O que fazer
1/ Reproduza o trecho da entrevista de Lula ao Nocaute entre "247 - O ex-presidente" e "a nossa plaquinha.", inclusive, substituindo "estúdio" por "espaço".
2/ Resuma em uma frase o parágrafo da entrevista de Lula ao Nocaute que começa com "O ex-presidente Luiz Inácio Lula da Silva deu entrevista", mantendo os fatos principais.
3/ Dê continuidade à entrevista de Lula ao Nocaute a partir da última fala apresentada.

Trecho selecionado
◇ ◇ ◇ ◇ ◇

247 - O ex-presidente Luiz Inácio Lula da Silva deu entrevista ao jornalista Fernando Morais, do blog Nocaute, e criticou o Ministério Público Federal por não se manifestar sobre as denúncias de corrupção e pagamento de propina envolvendo a Globo.
Leia um trecho da entrevista:
Fernando Morais: Boa tarde, presidente Lula. É uma alegria estar aqui com o senhor. O presidente Lula nos deu a honra de ser o primeiro entrevistado aqui do estúdio, o nosso modesto estúdio do Nocaute. Vamos conversar um pouco sobre ele e sobre o Brasil. Antes, porém, eu queria que ele fizesse a gentileza de grudar ali do lado do Cassius Clay a nossa plaquinha.
Lula: Está inaugurado. Um pouco torto, mas está inaugurado.
Fernando Morais: Presidente, primeiro eu queria começar com as coisas mais suaves: caravana. O senhor tinha feito antes uma caravana para o Nordeste, mais demorada, que eu não pude ir. Mas eu fui na segunda, a de Minas Gerais e eu fiquei muito bem impressionado. Eu queria saber a sua impressão. Qual é o saldo que fica para o senhor dessas duas caravanas, que vão continuar semana que vem.

◇ ◇ ◇ ◇ ◇

Dados coletados

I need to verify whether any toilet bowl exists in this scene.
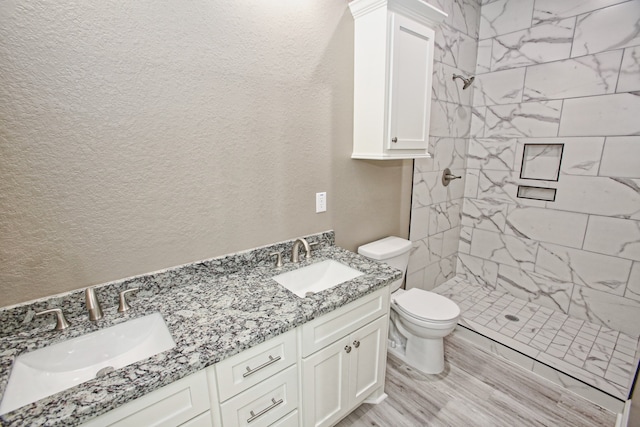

◇ ◇ ◇ ◇ ◇

Respostas por tarefa
1/
247 - O ex-presidente Luiz Inácio Lula da Silva deu entrevista ao jornalista Fernando Morais, do blog Nocaute, e criticou o Ministério Público Federal por não se manifestar sobre as denúncias de corrupção e pagamento de propina envolvendo a Globo.
Leia um trecho da entrevista:
Fernando Morais: Boa tarde, presidente Lula. É uma alegria estar aqui com o senhor. O presidente Lula nos deu a honra de ser o primeiro entrevistado aqui do espaço, o nosso modesto espaço do Nocaute. Vamos conversar um pouco sobre ele e sobre o Brasil. Antes, porém, eu queria que ele fizesse a gentileza de grudar ali do lado do Cassius Clay a nossa plaquinha.

2/ Lula concedeu entrevista a Fernando Morais, do blog Nocaute, e criticou o Ministério Público Federal por não se manifestar sobre as denúncias de corrupção e propina envolvendo a Globo.

3/
Lula: Primeiro eu pensei que você ia começar no dia dezesseis de novembro me perguntando da vitória do Corinthians ontem. Porque ontem o Corinthians antecipadamente se tornou pela sétima vez consecutiva campeão brasileiro, que não é pouca coisa. E como no Brasil nós temos duas coisas: um partido político é o PT e o resto é antipetista. E no futebol você tem o time de futebol que é o Corinthians, o resto é anticorintiano. Então, eu só posso estar feliz porque eu trabalho com muito palmeirense.
Fernando Morais: Você assustou na hora que o Fluminense fez o gol?
Lula: Me assustei. Te confesso que me assustei. Pensei: não é possível que vai dar urucubaca. Mas depois a gente mostrou que a gente estava em primeiro lugar porque o time tinha estabilidade emocional, tinha autocontrole. Porque o nosso time não é dos melhores. O Corinthians já teve time melhor, mas na draga que está o futebol brasileiro, o Corinthians mereceu esse título. Vamos pensar agora no terceiro título mundial.
Fernando Morais: Beleza! Deus te ouça.
Lula: A caravana.
Assista ao vídeo da entrevista:
Fernando Morais: A caravana. Primeiro a do Nordeste.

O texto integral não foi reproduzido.